== Job A ==
Retype the passage on recollections, starting with "Seest thou yon" and going on through "pale and dreadful?".

== Document passage ==
Sometimes the most simple objects will give rise to recollections, which become the causes of many interesting reflections. Thus I never see the fragment of Pompey's pillar, which a friend brought me from Alexandria, but I recal the history, in miniature, of that celebrated city. On the banks of the Severn, I have recalled the image of Sabrina and Comus; and while at Merthyr, (abounding in furnaces and iron mines), it were almost impossible to forbear associating it with the regions of Baliol and Moloch :

Seest thou yon dreary plain, forlorn and wild,
The seat of desolation, void of light,

Save what the glimmering of the livid flames
Casts pale and dreadful?

A cottage in ruins, belonging to an old French officer, who, after sharing the fortunes of Charles XII., led the life of a peasant in Finland, affected St. Pierre, more than all the palaces of St. Petersburgh. The sight of an old man, playing upon a harp, recalled to the recollection of Gray the massacre of the minstrels by Edward I.: and to this incidental circumstance are we indebted, for one of the finest odes in the English language. The view of a picturesque cottage at Chéneviere, also, by producing many delightful associations in the mind of Marmontel, was the origin of his writing the tale of the Shepherdess of the Alps,

IV.

== Task data ==
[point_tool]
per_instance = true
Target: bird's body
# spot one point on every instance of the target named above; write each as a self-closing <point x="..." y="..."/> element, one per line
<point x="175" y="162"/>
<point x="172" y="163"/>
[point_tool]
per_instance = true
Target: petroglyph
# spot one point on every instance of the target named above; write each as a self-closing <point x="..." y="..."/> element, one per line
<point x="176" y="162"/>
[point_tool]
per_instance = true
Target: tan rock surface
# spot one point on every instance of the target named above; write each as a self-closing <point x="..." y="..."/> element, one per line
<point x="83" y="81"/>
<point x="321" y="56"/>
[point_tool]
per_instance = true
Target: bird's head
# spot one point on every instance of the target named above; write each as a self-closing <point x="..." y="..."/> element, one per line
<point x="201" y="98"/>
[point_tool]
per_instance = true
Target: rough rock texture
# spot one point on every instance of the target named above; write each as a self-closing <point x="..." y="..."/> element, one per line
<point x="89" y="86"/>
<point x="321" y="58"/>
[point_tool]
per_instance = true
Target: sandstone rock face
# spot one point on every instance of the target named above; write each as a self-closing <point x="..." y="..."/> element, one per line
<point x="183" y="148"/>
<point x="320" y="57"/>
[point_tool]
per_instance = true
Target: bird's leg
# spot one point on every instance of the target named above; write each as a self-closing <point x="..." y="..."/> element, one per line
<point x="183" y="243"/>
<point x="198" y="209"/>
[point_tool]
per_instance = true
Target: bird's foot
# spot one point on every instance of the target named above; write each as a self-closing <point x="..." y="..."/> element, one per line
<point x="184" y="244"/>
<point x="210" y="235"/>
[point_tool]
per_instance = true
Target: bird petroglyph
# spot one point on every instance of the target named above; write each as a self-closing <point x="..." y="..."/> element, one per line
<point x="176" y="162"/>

...

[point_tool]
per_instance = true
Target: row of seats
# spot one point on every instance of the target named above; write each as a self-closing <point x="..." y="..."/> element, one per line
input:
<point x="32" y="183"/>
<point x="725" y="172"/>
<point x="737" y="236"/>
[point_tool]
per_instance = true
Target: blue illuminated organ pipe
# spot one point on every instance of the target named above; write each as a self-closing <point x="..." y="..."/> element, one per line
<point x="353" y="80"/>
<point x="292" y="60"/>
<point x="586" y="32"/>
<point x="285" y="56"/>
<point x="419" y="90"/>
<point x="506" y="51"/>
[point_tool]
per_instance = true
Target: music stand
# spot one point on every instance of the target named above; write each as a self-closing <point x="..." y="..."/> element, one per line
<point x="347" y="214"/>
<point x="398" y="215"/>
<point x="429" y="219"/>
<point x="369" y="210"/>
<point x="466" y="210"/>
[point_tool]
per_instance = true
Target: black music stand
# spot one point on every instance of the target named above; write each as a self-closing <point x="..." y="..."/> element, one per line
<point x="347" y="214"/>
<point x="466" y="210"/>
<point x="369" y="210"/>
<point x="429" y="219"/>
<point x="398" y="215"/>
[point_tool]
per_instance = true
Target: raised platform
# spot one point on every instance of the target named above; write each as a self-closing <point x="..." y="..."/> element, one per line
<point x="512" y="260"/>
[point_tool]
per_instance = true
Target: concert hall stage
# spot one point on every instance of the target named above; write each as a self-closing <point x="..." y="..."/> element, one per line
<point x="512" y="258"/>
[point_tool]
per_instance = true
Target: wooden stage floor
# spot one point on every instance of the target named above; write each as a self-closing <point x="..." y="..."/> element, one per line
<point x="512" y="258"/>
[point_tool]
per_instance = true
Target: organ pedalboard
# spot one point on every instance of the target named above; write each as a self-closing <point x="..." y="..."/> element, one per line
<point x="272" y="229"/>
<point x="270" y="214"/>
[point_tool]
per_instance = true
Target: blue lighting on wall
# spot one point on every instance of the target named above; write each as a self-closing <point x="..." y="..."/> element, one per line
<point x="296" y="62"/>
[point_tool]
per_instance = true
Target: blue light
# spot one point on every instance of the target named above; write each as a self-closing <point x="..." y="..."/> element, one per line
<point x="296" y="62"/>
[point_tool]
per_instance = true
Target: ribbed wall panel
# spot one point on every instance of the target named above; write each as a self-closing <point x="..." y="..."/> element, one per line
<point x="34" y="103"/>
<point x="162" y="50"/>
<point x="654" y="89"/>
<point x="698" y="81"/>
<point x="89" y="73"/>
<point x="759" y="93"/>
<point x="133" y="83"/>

== Job B ==
Pick out every line in the rows above that contains the string "blue", and copy each of those lines in full.

== Exercise answer A ==
Seest thou yon dreary plain, forlorn and wild,
The seat of desolation, void of light,

Save what the glimmering of the livid flames
Casts pale and dreadful?

== Exercise answer B ==
Target: blue illuminated organ pipe
Target: blue lighting on wall
Target: blue light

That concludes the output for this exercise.